What the task asks:
Output exactly, please, the lines of the records below from the one containing "jeans in this photo, one line per instance." through the final line.

Records supplied:
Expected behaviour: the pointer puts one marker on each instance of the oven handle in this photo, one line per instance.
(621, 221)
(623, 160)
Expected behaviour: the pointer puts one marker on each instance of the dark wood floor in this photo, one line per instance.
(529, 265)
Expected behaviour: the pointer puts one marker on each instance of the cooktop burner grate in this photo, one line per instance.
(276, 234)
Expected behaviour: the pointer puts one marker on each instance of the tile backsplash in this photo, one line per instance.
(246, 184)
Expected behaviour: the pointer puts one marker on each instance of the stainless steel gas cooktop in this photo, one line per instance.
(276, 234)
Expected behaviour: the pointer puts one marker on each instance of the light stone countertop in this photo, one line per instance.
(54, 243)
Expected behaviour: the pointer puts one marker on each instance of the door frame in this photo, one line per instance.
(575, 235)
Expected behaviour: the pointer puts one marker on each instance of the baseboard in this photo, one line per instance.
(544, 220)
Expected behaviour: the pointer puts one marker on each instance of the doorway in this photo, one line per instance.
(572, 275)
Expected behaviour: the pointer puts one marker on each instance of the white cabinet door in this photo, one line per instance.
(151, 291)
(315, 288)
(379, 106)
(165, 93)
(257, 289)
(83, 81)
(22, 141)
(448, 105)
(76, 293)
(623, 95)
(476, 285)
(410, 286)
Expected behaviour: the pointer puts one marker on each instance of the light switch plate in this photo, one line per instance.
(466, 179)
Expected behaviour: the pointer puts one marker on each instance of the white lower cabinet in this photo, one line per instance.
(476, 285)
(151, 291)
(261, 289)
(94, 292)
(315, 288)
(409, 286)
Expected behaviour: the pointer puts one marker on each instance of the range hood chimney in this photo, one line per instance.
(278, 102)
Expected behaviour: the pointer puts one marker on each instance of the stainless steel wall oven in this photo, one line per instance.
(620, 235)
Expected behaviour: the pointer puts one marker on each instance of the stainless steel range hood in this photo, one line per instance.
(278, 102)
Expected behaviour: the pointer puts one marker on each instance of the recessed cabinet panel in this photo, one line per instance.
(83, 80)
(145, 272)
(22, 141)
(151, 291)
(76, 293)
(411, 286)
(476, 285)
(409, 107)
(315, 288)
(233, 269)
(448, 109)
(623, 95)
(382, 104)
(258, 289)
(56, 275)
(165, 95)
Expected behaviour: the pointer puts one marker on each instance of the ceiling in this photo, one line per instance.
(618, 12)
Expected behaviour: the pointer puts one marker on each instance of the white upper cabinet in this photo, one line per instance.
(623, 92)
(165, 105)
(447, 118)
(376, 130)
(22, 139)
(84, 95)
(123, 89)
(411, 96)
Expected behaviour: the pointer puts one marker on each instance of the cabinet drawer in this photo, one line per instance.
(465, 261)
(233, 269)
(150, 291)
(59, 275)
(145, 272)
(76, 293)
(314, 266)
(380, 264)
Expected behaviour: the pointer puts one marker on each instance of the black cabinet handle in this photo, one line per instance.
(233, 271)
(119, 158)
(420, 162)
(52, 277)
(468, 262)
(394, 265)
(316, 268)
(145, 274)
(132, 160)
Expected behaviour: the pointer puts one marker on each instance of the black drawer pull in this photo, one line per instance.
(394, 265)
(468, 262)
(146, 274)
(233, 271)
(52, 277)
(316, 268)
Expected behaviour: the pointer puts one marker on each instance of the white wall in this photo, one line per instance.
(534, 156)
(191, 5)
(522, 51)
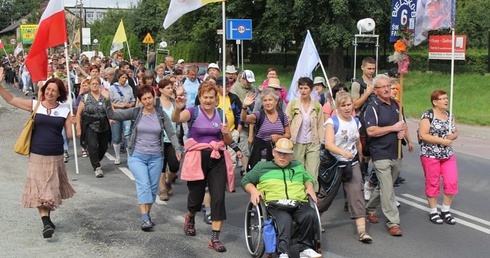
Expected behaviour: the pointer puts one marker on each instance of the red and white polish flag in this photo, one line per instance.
(51, 32)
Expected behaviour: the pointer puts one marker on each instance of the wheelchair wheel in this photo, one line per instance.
(317, 237)
(254, 221)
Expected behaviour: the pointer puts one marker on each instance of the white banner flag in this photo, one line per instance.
(308, 60)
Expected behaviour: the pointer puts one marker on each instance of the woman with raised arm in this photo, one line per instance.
(206, 160)
(47, 183)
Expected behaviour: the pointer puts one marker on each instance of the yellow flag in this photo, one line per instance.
(119, 38)
(177, 8)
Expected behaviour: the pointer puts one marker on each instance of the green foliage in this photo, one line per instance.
(470, 95)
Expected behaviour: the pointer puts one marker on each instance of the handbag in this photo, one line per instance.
(23, 144)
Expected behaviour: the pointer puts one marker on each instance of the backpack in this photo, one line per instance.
(363, 136)
(317, 108)
(363, 85)
(259, 123)
(361, 92)
(137, 110)
(365, 139)
(431, 118)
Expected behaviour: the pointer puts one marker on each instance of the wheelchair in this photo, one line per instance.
(255, 217)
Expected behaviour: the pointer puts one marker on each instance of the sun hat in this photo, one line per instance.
(284, 145)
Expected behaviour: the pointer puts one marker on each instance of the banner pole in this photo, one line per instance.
(70, 102)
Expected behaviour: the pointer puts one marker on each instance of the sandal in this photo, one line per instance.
(189, 229)
(435, 218)
(448, 218)
(217, 246)
(364, 237)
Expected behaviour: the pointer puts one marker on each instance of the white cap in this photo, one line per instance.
(248, 75)
(213, 65)
(230, 69)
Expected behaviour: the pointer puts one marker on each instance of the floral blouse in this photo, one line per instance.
(438, 128)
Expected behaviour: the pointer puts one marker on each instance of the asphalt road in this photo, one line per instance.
(102, 219)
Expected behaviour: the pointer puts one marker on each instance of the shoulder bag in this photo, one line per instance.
(23, 144)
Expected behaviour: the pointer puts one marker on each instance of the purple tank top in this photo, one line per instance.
(205, 129)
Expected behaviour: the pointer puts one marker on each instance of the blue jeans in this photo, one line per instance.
(65, 140)
(120, 128)
(146, 169)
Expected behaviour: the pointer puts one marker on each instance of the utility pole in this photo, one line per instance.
(81, 23)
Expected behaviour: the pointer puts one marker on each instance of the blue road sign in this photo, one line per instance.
(238, 29)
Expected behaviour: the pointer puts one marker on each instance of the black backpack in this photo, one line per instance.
(137, 110)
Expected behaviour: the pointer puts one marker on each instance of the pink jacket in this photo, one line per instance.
(191, 168)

Correct response:
Expected behaviour: the pointer puts one marker on each instance of the blue jeans in this photo, one line per instance.
(65, 140)
(120, 128)
(146, 169)
Expected behaviour: the pointer puts one marker on each instance of the utility pole in this photo, one line per instance.
(81, 23)
Expected behaviour: the pointer puts one marker on each instance of the blue road sign in this photo, one line per instance.
(238, 29)
Expected behaviour: the pointer puts one marker on each instance of the black backpack in this photo, one line per instance.
(137, 110)
Expected behaviour: the pointer puts one marker on each instance of the pink jacket in this photo, one line per instance.
(191, 168)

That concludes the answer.